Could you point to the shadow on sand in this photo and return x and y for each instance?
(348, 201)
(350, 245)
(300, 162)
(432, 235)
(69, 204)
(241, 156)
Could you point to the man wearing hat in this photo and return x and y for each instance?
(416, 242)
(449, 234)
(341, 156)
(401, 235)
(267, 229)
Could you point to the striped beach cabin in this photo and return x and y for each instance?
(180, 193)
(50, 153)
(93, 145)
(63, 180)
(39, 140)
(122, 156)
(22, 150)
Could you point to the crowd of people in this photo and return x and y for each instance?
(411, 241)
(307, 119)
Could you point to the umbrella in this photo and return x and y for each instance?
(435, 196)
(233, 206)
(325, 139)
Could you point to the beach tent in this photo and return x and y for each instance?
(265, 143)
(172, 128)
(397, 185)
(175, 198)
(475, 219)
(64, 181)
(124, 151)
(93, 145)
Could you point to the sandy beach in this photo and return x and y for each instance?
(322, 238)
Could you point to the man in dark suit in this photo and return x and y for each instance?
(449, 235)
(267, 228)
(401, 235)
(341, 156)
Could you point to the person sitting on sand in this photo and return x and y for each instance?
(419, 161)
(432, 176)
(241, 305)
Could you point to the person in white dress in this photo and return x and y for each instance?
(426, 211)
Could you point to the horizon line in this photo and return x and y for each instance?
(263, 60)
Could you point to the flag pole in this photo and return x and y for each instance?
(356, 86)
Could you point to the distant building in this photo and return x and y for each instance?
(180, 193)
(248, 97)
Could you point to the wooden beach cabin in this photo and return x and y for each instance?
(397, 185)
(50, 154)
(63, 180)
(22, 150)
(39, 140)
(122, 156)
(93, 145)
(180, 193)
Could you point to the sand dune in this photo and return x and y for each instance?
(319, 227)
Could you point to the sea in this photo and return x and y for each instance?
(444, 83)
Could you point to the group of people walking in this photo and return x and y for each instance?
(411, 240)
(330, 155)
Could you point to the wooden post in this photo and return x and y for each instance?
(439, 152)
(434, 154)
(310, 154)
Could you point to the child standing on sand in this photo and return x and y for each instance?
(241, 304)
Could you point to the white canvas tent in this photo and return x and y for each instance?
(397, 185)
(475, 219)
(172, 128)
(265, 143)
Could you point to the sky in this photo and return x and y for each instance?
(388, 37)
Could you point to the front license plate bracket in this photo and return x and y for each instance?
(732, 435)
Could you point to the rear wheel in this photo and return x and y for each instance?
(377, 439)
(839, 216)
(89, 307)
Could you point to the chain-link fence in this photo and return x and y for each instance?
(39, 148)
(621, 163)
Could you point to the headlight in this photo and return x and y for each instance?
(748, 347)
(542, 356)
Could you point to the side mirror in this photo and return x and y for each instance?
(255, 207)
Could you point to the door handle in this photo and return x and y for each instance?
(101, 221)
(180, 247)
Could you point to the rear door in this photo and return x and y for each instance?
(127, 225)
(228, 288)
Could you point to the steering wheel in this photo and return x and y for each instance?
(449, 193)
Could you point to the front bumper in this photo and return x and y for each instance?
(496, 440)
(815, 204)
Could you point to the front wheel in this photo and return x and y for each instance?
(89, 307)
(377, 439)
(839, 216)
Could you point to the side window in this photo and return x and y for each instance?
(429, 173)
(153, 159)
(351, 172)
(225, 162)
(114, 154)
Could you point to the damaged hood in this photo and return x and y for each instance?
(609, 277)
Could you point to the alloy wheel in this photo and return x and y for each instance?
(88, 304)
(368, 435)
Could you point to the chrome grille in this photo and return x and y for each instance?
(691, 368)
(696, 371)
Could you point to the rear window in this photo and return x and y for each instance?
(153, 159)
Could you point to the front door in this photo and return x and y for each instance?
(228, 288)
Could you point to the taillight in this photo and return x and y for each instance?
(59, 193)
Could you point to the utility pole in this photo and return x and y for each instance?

REQUIREMENTS — Write out all of the data above again, swapping "for each instance" for "for every instance" wherever it occurs. Keep everything else the same.

EXERCISE RESPONSE —
Could you point to the shadow on sand in this photo and return x and y for every instance?
(348, 201)
(350, 245)
(300, 162)
(432, 235)
(69, 204)
(241, 156)
Could you point to the man wearing hat in this photo and return x and y for every instance?
(416, 242)
(449, 234)
(341, 156)
(401, 235)
(267, 229)
Could you point to the striped beach cabin in this photo and return x and y for every instance?
(180, 193)
(50, 153)
(93, 145)
(63, 180)
(39, 140)
(122, 156)
(22, 150)
Could you point to the crowd of people in this photo and return x and y for every instance?
(411, 241)
(307, 119)
Could you point to the umbrella in this photo and return x and y for every instance?
(435, 196)
(233, 206)
(325, 139)
Could you point to the beach tent in this photo and return x and y for every instance?
(265, 143)
(172, 128)
(397, 185)
(175, 198)
(475, 219)
(64, 181)
(124, 151)
(93, 145)
Could you point to the sandy beach in this photo and return x and y for every instance?
(322, 238)
Could you point to the man in dark suit in this photo and return x and y for every instance?
(449, 235)
(267, 228)
(401, 235)
(341, 156)
Could you point to the person sitting on sand in this photo and return x and y for every instance?
(419, 161)
(432, 176)
(241, 305)
Could you point to the person in white dress in this photo and return x and y for every instance?
(426, 211)
Could you point to the horizon line in this photo and return x and y for every instance?
(263, 60)
Could you point to the flag pole in this photo and return x and y for every instance?
(356, 86)
Could you point to the distant building in this photo and return x and y for every instance?
(180, 193)
(248, 97)
Could you point to the wooden beach cabin in this photo and return x and y for every instance?
(397, 185)
(50, 154)
(63, 180)
(22, 150)
(39, 140)
(122, 156)
(93, 145)
(180, 193)
Could you point to the sand dune in this photo and return x and y for every instance?
(319, 227)
Could you point to the sea in this photo and return x and y for every instance?
(444, 83)
Could you point to the group of people walking in this photo and return x and y for every instance?
(411, 240)
(330, 155)
Could you point to the wooden post in this photo and return x and y for every instance?
(439, 152)
(434, 154)
(310, 154)
Could you point to the child standing on sand in this photo and return x and y for every instance?
(241, 304)
Could you point to the white canvas tent in this photo and return x and y for every instance?
(397, 185)
(475, 219)
(172, 128)
(265, 143)
Could you point to the sky in this photo and return x and y for every instance?
(388, 37)
Could you point to the front license plate bracket in this photo and return x and y for every instance?
(732, 435)
Could you point to the rear wheel in this photo and return x and y for every instance?
(377, 439)
(839, 216)
(89, 307)
Could you point to the chain-link fence in this photo and return x and y for every instance?
(39, 148)
(621, 163)
Could you point to the headlight in this photo and return x and y for every instance?
(748, 347)
(542, 356)
Could you point to the side mirror in this photo and return x and y for every instance?
(255, 207)
Could you point to the door handle in this photo and return x and y for every instance?
(101, 221)
(180, 247)
Could you point to the rear door in this photo and return x and y for every instance?
(127, 225)
(228, 288)
Could you point to the steering wheel in this photo and return x and y for every instance?
(449, 193)
Could you point to the front bumper in this photo and return x and y for every instance?
(496, 440)
(815, 204)
Could you point to the front wheel in this photo and return x and y for every instance?
(89, 307)
(377, 439)
(839, 216)
Could you point to the side window in this photo and return x and y for every instance?
(429, 173)
(153, 159)
(351, 172)
(225, 162)
(114, 154)
Could you point to the damaged hood in this photo and return x and y for every instance?
(609, 277)
Could you point to the alloy wheel in this photo and return x and y for every instance?
(88, 304)
(368, 435)
Could you point to the chrome grille in this photo and return x and y for every instance?
(691, 368)
(696, 371)
Could you point to the rear window in this photo and return x and y for every instance?
(153, 159)
Could you point to the front door in this photo and return x and y for every instance?
(228, 288)
Could you point to the taillight in this photo and return x and y for every instance?
(59, 193)
Could you point to the utility pole in this photo and return x and y for every instance?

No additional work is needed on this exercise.